■ Text passage:
Locke's undying optimism and faith will be put to the test — both in the real world and on the island.
MAJOR PLOT POINTS
Growing up, Locke loved the game Mouse Trap and it's a good thing, because he finds himself caught in the island's web and Anthony Cooper's web of deceit.
On the island, he is still obsessed with opening the hatch and believes a trebuchet will do the trick. It doesn't, but it does fire shrapnel into Locke's leg. Curiously, though, he doesn't feel a thing. In fact, he soon discovers he can't feel anything in his legs, which suddenly seem to be failing again. During a nightmare, he sees himself in a wheelchair again, but also sees a Beechcraft crash in the jungle. He's convinced it's a vision and talks Boone into journeying with him to find the plane despite Boone's growing doubts about Locke's, well, sanity.
The two come across a dead Nigerian priest — carrying a 9mm — in the jungle. Pressing on, Locke eventually collapses but protests Boone's pleas that they return to camp. Instead, he relays that he'd been in a wheelchair before the island healed him. As he bares his soul, Locke also spots the plane in the jungle canopy and Boone climbs up to investigate. Inside, he finds Virgin Marys stuffed with heroin as well as a radio. While sending out a mayday, and getting a response, the plane shifts and Boone crashes down with the wreckage before he can respond again.

■ Aim of the task: Condense the paragraph of the plot summary that begins "The two come across" into a short bulleted list that keeps its main facts. The lines that come next are from a separate source.

■ Stored records:

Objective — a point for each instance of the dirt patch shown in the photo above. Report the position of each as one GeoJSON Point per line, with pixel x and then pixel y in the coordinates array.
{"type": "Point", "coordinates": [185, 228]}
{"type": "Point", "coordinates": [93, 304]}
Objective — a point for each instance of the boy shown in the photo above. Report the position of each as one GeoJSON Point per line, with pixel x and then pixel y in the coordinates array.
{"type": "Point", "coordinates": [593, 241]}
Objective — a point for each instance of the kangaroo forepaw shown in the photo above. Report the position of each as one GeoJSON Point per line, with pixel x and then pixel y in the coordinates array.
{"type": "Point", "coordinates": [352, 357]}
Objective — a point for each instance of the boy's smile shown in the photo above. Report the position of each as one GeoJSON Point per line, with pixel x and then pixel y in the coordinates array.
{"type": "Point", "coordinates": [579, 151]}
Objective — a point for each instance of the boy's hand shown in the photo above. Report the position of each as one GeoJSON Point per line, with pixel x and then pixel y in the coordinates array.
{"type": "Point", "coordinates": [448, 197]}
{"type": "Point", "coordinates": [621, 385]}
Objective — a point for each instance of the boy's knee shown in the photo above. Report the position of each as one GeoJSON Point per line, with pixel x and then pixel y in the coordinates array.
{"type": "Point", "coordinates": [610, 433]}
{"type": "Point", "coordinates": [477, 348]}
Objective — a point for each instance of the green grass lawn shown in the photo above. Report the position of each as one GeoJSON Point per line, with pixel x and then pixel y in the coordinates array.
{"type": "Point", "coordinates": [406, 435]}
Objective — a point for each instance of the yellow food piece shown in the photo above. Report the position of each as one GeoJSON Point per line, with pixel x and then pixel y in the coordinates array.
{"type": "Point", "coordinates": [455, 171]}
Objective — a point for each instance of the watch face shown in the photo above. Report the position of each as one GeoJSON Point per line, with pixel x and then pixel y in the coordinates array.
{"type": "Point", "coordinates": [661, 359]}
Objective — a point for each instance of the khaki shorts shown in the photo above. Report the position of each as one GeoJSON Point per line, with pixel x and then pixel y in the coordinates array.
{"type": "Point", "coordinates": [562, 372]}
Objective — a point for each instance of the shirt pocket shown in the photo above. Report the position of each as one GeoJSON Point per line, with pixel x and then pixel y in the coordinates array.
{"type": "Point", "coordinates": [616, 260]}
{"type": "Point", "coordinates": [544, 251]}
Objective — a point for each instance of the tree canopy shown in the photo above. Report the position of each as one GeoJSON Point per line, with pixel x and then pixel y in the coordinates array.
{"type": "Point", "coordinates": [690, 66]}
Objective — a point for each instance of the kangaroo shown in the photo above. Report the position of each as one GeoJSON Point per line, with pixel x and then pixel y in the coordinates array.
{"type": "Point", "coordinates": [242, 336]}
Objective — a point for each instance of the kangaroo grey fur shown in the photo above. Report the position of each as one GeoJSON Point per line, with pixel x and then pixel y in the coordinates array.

■ Solution to this task:
- Locke and Boone find a dead Nigerian priest carrying a 9mm in the jungle.
- Locke collapses but refuses Boone's pleas to return to camp. He reveals he was in a wheelchair before the island healed him.
- Locke spots the plane in the jungle canopy, and Boone climbs up to it.
- Inside, Boone finds Virgin Marys stuffed with heroin and a radio.
- His mayday gets a response, but the plane shifts and he crashes down with the wreckage before he can reply.